# GOAL
Below is a set of records; restate each one word for word.

___

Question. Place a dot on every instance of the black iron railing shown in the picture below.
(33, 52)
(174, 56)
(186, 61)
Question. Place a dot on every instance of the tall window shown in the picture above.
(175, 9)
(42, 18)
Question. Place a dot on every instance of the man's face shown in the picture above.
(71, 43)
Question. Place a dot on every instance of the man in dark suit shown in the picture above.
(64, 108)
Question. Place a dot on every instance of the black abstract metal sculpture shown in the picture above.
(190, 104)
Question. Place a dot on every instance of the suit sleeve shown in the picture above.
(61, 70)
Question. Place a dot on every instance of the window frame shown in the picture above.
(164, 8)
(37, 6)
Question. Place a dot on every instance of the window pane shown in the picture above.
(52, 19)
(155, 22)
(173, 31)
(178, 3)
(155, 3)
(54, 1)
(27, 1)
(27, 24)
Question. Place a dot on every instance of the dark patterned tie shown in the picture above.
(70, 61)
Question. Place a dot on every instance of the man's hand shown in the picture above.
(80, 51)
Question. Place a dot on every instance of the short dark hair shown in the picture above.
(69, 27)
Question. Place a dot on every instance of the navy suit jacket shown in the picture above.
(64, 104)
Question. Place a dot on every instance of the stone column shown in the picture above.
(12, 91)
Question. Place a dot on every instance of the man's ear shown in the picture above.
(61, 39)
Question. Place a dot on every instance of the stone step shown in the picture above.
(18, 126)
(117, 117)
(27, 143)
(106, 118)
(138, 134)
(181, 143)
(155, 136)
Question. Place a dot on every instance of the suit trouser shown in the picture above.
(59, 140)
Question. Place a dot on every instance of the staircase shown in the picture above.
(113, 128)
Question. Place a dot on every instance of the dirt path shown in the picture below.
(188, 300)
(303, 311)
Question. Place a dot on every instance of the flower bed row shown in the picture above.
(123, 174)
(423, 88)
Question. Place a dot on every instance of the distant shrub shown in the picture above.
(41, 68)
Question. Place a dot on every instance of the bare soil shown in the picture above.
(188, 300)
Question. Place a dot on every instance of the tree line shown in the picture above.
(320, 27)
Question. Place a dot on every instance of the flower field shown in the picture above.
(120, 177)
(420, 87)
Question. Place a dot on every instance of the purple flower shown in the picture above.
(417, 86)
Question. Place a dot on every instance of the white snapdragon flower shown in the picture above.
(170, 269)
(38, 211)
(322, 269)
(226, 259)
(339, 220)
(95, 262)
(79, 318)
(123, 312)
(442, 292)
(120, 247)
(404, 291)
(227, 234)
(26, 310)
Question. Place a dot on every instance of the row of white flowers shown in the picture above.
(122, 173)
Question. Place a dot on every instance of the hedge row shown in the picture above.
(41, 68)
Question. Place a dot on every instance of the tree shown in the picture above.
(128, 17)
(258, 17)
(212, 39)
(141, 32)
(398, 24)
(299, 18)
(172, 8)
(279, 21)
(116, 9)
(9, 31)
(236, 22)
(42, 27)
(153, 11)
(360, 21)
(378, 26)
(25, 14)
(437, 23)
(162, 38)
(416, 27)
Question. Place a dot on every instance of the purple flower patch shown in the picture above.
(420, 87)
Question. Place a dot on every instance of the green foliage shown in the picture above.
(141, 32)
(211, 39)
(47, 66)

___

# SOLUTION FOR THIS PROBLEM
Question. Place a dot on every instance of the black iron railing shown in the picture below.
(33, 52)
(174, 56)
(186, 61)
Question. Place a dot on every instance of the tall window shown in the picture above.
(175, 9)
(42, 18)
Question. Place a dot on every instance of the man's face shown in the picture above.
(71, 43)
Question. Place a dot on every instance of the man in dark suit shown in the picture above.
(64, 108)
Question. Place a dot on every instance of the black abstract metal sculpture shown in the picture above.
(190, 104)
Question. Place a dot on every instance of the suit sleeve shown in the picture above.
(61, 70)
Question. Place a dot on every instance of the window frame shown in the picture above.
(164, 8)
(37, 6)
Question. Place a dot on every instance of the window pane shown in the picture above.
(52, 19)
(155, 22)
(173, 31)
(178, 3)
(155, 3)
(54, 1)
(27, 1)
(27, 24)
Question. Place a dot on every instance of the dark patterned tie shown in the picture above.
(70, 61)
Question. Place a dot on every instance of the man's hand shown in the picture above.
(80, 51)
Question. Place a dot on every instance of the short dark hair shown in the picture above.
(69, 27)
Question. Place a dot on every instance of the navy suit jacket shown in the picture above.
(64, 104)
Question. Place a dot on every instance of the stone column shown in the picture above.
(12, 91)
Question. Place a dot on every instance of the man's ear shown in the picture above.
(61, 39)
Question. Place a dot on every instance of the stone step shown in the picture above.
(18, 126)
(117, 117)
(27, 143)
(106, 118)
(138, 134)
(181, 143)
(155, 136)
Question. Place a dot on every instance of the suit trouser shown in the picture above.
(59, 140)
Question. Place a dot on every instance of the staircase shown in the picture above.
(113, 128)
Question. Place a dot on every instance of the dirt path shown in the picture below.
(188, 300)
(303, 311)
Question. Place a dot on every instance of the flower bed row shown in the picture above.
(123, 174)
(423, 88)
Question. Place a dot on every instance of the distant shrub shown in the picture above.
(41, 68)
Question. Place a dot on every instance of the bare soil shown in the picture above.
(188, 300)
Question. Place a dot on every instance of the tree line shown in the picture above.
(320, 27)
Question. Place a dot on every instance of the flower field shown in the picture above.
(120, 177)
(420, 87)
Question. Place a dot on every instance of the purple flower shown in the picture above.
(417, 86)
Question. Place a dot on every instance of the white snapdragon flower shown in the picture above.
(170, 269)
(38, 211)
(322, 269)
(226, 259)
(339, 220)
(95, 262)
(79, 318)
(123, 312)
(442, 292)
(120, 247)
(404, 291)
(227, 234)
(26, 310)
Question. Place a dot on every instance of the row of white flowers shown in the picture above.
(122, 173)
Question. Place a dot on every instance of the hedge row shown in the picture above.
(41, 68)
Question. Place a dot on every instance of the tree shown in the picture above.
(128, 17)
(258, 17)
(212, 39)
(141, 32)
(398, 24)
(299, 18)
(172, 8)
(279, 21)
(116, 9)
(9, 31)
(236, 22)
(42, 27)
(153, 11)
(360, 21)
(378, 26)
(25, 14)
(437, 23)
(162, 38)
(416, 27)
Question. Place a dot on every instance of the purple flower patch shown in the picture above.
(420, 87)
Question. Place a dot on every instance of the green foliage shown in the picture above.
(141, 32)
(211, 39)
(47, 66)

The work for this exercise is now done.